Chapter 8.4, Problem 5E

Interpretation Introduction

Interpretation:

To show that the average equation for the system is $\text{r' = -}\frac{1}{2}\text{(kr + Fsin}\varphi \text{),}$ $\varphi \text{' = - }\frac{1}{8}{\text{(4a - 3br}}^{\text{2}}\text{+ }\frac{\text{4F}}{\text{r}}\text{cos}\varphi \text{)}$ where $\text{x = r cos(t + }\varphi \text{),}$ $\dot{\text{x}}\text{ = -r sin(t + }\varphi \text{)}$, and the prime denotes differentiation with respect to slow time $\text{T = εt}$ as usual.

Concept Introduction:

• ➢ Use average or slow time equation for the weekly nonlinear oscillator.

• ➢ Determine $\text{r' }$ and $\varphi \text{' }$ from the slow time equation.

Answer to Problem 5E

Solution:

It is shown that the average equations for the system are

$\text{r' = -}\frac{1}{2}\text{(kr + Fsin}\varphi \text{),}$ $\varphi \text{' = - }\frac{1}{8}{\text{(4a - 3br}}^{\text{2}}\text{+ }\frac{\text{4F}}{\text{r}}\text{cos}\varphi \text{)}$.

EXERCISE TASK:
Answer these from the page text:
(a) Which chapter and problem number does the page text give?
(b) How is the slow time T defined?
(c) What two quantities does the concept introduction say to determine from the slow time equation?
The items that come next aren't needed for anything here.

Dataset rows
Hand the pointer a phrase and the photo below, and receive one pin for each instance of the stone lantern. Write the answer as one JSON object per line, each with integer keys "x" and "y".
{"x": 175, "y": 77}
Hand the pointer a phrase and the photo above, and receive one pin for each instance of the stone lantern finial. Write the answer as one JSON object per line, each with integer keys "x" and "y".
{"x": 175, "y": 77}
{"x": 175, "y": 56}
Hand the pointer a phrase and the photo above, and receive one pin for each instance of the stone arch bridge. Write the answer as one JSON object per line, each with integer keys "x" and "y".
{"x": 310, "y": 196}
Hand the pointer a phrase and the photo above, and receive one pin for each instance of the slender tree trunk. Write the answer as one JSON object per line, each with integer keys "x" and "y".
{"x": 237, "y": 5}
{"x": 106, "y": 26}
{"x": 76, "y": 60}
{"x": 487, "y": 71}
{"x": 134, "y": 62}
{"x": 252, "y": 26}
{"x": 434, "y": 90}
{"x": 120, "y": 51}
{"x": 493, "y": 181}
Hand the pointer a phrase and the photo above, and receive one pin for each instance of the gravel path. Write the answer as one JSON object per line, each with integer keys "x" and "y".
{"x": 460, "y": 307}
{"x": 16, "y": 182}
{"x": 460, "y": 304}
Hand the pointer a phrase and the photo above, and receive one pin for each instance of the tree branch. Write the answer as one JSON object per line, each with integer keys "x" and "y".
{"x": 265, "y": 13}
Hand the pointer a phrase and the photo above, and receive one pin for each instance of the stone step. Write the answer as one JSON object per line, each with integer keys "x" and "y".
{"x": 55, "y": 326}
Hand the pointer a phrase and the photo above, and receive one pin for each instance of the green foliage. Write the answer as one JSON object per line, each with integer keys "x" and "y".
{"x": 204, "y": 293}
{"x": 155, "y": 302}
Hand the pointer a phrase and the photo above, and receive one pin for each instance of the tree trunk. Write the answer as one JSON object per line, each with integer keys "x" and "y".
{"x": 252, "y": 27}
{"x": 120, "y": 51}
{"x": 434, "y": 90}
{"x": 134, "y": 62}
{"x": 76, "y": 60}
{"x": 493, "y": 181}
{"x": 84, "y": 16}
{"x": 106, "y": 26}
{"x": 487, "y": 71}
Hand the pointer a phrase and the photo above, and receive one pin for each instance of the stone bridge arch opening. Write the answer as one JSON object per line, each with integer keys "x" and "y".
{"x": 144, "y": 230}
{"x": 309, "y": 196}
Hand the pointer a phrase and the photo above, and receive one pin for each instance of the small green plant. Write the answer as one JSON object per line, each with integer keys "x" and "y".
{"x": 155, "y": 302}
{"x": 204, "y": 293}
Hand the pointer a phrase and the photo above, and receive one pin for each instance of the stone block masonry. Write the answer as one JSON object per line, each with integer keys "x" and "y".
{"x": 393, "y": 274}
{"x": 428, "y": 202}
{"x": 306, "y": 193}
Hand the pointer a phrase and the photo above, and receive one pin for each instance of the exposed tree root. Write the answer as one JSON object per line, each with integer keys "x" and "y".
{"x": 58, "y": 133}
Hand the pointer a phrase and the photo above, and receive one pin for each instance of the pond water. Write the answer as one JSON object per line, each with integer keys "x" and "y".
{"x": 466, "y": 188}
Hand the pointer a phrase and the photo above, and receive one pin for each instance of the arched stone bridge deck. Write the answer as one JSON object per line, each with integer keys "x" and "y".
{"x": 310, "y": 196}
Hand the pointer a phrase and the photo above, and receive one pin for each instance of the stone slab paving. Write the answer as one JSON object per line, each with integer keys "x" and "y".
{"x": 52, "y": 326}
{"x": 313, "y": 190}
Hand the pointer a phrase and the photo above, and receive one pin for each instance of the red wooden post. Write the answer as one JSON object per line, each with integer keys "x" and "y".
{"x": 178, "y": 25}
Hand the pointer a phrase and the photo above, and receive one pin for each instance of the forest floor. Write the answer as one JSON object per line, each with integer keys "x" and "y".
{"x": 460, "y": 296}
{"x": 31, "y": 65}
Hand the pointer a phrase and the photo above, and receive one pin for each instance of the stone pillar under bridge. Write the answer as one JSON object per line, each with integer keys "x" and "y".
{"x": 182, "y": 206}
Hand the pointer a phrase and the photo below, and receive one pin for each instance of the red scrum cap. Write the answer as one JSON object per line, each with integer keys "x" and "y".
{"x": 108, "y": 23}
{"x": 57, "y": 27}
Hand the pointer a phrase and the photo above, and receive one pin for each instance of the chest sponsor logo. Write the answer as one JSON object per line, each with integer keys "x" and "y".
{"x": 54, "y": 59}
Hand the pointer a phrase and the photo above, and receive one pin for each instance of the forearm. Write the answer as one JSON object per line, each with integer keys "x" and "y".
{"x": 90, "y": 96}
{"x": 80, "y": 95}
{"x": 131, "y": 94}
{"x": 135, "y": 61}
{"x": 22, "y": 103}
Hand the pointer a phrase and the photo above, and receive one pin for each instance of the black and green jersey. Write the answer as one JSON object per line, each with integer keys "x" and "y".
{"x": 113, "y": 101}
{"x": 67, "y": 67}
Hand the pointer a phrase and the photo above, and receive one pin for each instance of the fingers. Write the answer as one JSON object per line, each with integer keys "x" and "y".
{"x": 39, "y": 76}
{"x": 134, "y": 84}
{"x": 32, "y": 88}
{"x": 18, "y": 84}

WRITTEN REPLY:
(a) Chapter 8.4, Problem 5E.
(b) T = εt.
(c) r′ and φ′.